BEGIN DATA FOR THE TASK
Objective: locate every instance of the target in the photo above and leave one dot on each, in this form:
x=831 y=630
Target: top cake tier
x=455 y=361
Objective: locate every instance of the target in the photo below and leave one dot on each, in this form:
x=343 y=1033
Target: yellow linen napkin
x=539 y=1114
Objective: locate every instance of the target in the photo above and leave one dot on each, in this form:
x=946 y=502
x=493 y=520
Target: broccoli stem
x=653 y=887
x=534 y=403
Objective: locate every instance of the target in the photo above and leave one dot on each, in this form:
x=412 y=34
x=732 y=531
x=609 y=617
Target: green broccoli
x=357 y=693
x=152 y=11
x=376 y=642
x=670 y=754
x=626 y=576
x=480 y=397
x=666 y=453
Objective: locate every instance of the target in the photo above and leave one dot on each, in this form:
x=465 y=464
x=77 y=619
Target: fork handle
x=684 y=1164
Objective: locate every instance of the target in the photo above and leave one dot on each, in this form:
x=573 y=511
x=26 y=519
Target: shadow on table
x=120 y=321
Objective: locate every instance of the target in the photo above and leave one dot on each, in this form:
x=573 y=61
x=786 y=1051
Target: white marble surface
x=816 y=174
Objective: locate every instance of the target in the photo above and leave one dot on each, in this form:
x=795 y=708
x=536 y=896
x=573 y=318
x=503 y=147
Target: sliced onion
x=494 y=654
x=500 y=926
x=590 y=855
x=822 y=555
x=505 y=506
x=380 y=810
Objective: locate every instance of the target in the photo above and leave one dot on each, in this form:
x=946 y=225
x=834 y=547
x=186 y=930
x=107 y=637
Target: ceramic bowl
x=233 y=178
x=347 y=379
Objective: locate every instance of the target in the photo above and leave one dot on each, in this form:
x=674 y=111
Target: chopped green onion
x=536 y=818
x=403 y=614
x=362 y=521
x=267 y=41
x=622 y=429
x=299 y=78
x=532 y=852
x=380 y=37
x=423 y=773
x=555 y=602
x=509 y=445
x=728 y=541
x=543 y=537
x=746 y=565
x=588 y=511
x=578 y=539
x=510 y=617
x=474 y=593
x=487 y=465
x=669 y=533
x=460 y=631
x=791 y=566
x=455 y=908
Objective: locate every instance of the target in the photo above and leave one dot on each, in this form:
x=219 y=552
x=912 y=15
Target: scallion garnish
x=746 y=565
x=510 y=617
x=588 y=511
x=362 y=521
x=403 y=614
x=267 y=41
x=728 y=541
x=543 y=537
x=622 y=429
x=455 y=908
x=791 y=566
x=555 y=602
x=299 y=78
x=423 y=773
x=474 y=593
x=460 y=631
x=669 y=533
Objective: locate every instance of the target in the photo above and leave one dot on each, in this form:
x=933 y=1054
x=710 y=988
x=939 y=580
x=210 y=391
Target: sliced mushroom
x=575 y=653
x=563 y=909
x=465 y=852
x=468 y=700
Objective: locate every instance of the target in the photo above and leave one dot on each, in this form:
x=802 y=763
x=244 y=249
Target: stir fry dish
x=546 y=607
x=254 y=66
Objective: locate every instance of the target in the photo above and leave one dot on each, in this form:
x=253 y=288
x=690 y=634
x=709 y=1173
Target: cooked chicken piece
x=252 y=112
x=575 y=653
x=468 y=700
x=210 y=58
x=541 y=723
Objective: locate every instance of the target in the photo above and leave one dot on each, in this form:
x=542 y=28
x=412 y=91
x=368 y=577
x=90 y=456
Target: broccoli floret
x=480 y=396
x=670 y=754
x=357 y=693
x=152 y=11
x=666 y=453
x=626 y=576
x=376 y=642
END DATA FOR THE TASK
- [WORK INSTRUCTIONS] Reproduce all of the data above line for line, with no changes.

- [SOLVED EXERCISE]
Objective: locate every instance of the target in the photo above and leave one dot on each, in this form:
x=831 y=630
Target: top cake tier
x=455 y=361
Objective: locate every instance of the target in the photo below and leave one dot on each, in this form:
x=343 y=1033
Target: yellow linen napkin
x=539 y=1114
Objective: locate every instance of the target in the photo above and leave one dot on each, in this form:
x=946 y=502
x=493 y=520
Target: broccoli stem
x=653 y=887
x=534 y=403
Objective: locate every instance of the target in the photo above and leave one dot on each, in this form:
x=412 y=34
x=732 y=531
x=609 y=617
Target: green broccoli
x=357 y=693
x=152 y=11
x=376 y=642
x=670 y=754
x=626 y=576
x=480 y=397
x=666 y=453
Objective: locate every instance of the target in the photo above and leave one dot on each, in this form:
x=465 y=464
x=77 y=619
Target: fork handle
x=684 y=1164
Objective: locate every instance of the target in the photo above and leave one dot on each, in this form:
x=573 y=511
x=26 y=519
Target: shadow on table
x=120 y=321
Objective: locate every instance of the target in the photo above and leave one dot on each, in this form:
x=573 y=61
x=786 y=1051
Target: white marble surface
x=816 y=174
Objective: locate every instance of the target in the photo above and leave one dot on each, in this form:
x=795 y=708
x=536 y=896
x=573 y=318
x=503 y=147
Target: sliced onion
x=494 y=654
x=500 y=926
x=590 y=855
x=822 y=555
x=505 y=506
x=380 y=810
Objective: locate every instance of the target in the photo above and leave one dot on each, in this form:
x=946 y=225
x=834 y=547
x=186 y=930
x=107 y=637
Target: ceramic bowl
x=233 y=178
x=347 y=379
Objective: locate every instance of the target in the photo above and leave one dot on each, in this form:
x=674 y=111
Target: chopped green onion
x=536 y=818
x=403 y=614
x=362 y=521
x=267 y=41
x=622 y=429
x=299 y=78
x=532 y=852
x=380 y=37
x=423 y=773
x=555 y=602
x=509 y=445
x=728 y=541
x=543 y=537
x=746 y=565
x=588 y=511
x=578 y=539
x=510 y=617
x=474 y=593
x=487 y=465
x=669 y=533
x=460 y=631
x=791 y=566
x=455 y=908
Objective: locate every instance of the target in the photo above and leave one dot on each, in this form:
x=219 y=552
x=912 y=15
Target: scallion garnish
x=746 y=565
x=510 y=617
x=588 y=511
x=362 y=521
x=403 y=614
x=267 y=41
x=728 y=541
x=543 y=537
x=622 y=429
x=455 y=908
x=791 y=566
x=555 y=602
x=299 y=78
x=423 y=773
x=474 y=593
x=460 y=631
x=669 y=533
Objective: locate every instance of the target in the photo above and leave one dot on each, in this form:
x=933 y=1054
x=710 y=988
x=939 y=580
x=210 y=391
Target: sliced mushroom
x=575 y=653
x=563 y=909
x=465 y=852
x=468 y=700
Objective: locate every instance of the target in the photo above and leave one dot on each, in this form:
x=802 y=763
x=244 y=249
Target: stir fry dish
x=546 y=607
x=254 y=66
Objective: locate every instance of the target in the photo above and leave one dot on each, in this form:
x=253 y=288
x=690 y=634
x=709 y=1173
Target: cooked chicken piece
x=252 y=112
x=575 y=653
x=468 y=700
x=210 y=58
x=541 y=723
Objective: locate every instance of the target in the photo above and leave one dot on each, in this form:
x=542 y=28
x=412 y=91
x=368 y=577
x=90 y=456
Target: broccoli floret
x=480 y=396
x=670 y=754
x=357 y=693
x=152 y=11
x=666 y=453
x=626 y=576
x=376 y=642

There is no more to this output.